Kısa görev 1:
Kayıtlarda "that" sözcüğünü barındıran tüm satırları topla. Büyük ve küçük harf farkını gözet.

Okuma parçası:
= = = = =
İnce gelirse üretim artar, faiz düşer, dolar düşer. Kardeş nesiller yetişir, Suriyeliler evine döner, beyin göçü durur, mutfak nefes alır mutfak. Yüzsüz oldukları için utanmıyorlar da, soğan doları geçmiş, hala ustayım diyor. 

"Ankara'da olmuş 2 milyon kişi, İstanbul'da
5 mi, 6 mı olur bunu bilmiyorum"

-Erdoğan, yarın akşam son akşam. Cesaretin varsa çık karşıma. Gece olmaz seçim yasaklarından ama akşamüstü olur. Bak sana son teklifim. Yarın büyük İstanbul mitingim var. Ankara'da olmuş 2 milyon kişi, İstanbul'da 5 mi, 6 mı olur bunu bilmiyorum. İstersen yarın mitingimi bile iptal ederim senin için. Gel, karşıma çık, bir televizyonda tartışalım. 

TRT'ye: Birini 181 saat, öbürünü dakikayla gösteriyorsun; seni yargılamayacağız da kimi yargılayacağız!

-YSK, AA, TRT anayasal suç işliyorlar. TRT, Erdoğan'ı 181 saat göstermiş. Muharrem İnce'yi 15 saat, Meral Akşener'i 3 saat, Karamollaoğlu'nu 1 saat, Demirtaş'ı 32 dakika, Perinçek'i 38 dakika göstermiş. Birini 181 saat, öbürünü dakikayla gösteriyorsun. Seni yargılamayacağız da kimi yargılayacağız!

"Tam 7 kilo vermişim"

-Pazartesi sabahı bir iş daha çıktı bana, terziye uğramam lazım. Tam 7 kilo vermişim.
= = = = =
Kayıt içeriği:
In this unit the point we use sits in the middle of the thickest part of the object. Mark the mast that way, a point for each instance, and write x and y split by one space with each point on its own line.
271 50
= = = = =
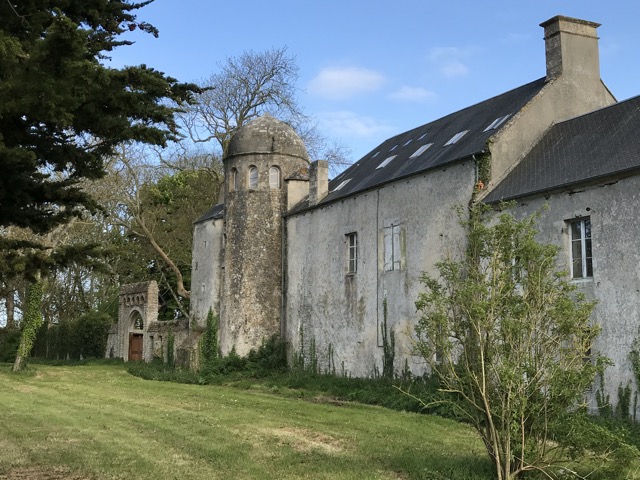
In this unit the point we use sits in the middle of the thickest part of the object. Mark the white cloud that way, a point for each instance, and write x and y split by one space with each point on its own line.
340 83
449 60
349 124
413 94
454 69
= = = = =
Kısa görev 2:
Seçim konuşmasını aktaran metni, son cümlesinin ardından sürdür.

Son yanıt 1:
In this unit the point we use sits in the middle of the thickest part of the object. Mark the mast that way, a point for each instance, and write x and y split by one space with each point on its own line.
In this unit the point we use sits in the middle of the thickest part of the object. Mark the white cloud that way, a point for each instance, and write x and y split by one space with each point on its own line.

Son yanıt 2:
-Yandaş medyayı boşverin siz. Onlar pazartesiden sonra bu garibanın kapısını çalacaklar, siz merak etmeyin. 

-Yeni dönemde en çok duyacağınız sözcüklerden biri kalite olacak. Yaptığı şeyde kalite yok. Bir diğeri de huzur olacak. Barış olacak. 

-Türkiye'de biri Denizli, biri Bursa, biri de İstanbul'da moda tasarım akademisi kuracağız. Gençler, öğrencilerim, evlatlarım; çağa ayak uydurun çağa. Ben uzay diyorum, Ay'dan Mars'tan maden toplanacak, 16 yeni meslek çıkacak diyorum. O da kıraathane açacağım, bedava kek var diyor. O kıraathane açacağım diyor, ben fabrika açacağım fabrika. O size kemer sıktırıyor, ben devlete kemer sıktıracağım devlete. Bir ülkede faiz artıyorsa yönetim kötü demektir. Faiz artıyorsa yoksullaşıyorsun, evinin, şirketinin, arsanın değeri düşüyor  demektir. Yeni dönemde, Muharrem İnce'nin cumhurbaşkanlığında ilkemiz şu olacak: Kimseyi ayırmayacağız, kayırmayacağız; devletin parasını savurmayacağız. 

"Camiye, okula ve kışlaya siyaset asla girmeyecek"

-Halkını, hakkını, haddini bilen ve haddini bilmeyenlere de bildiren bir cumhurbaşkanı olacağım. Yeni dönemde öğrenci, iş adamı, akademisyen, kadınlar, çocuklar, kuşlar korkmayacak. Şimdi size hr yıl başında, her yasama yılının başında üç hesap vereceğim: O yıllık icraatımın hesabı, cumhurbaşkanı olarak yaptığım harcamaların hesabı, en son da kişisel paramın hesabını vereceğim. Okulda bilim, camide ibadet, kışlada görev ve liyakat olacak. Camiye, okula ve kışlaya siyaset asla girmeyecek. 

-Askeri öğrenciler ve erler farklı değerlendirilir. Rütbeliler çeksin cezasını, erlerle ne işimiz olur. 

"Birinci Meclis'in önüne hazır olun!"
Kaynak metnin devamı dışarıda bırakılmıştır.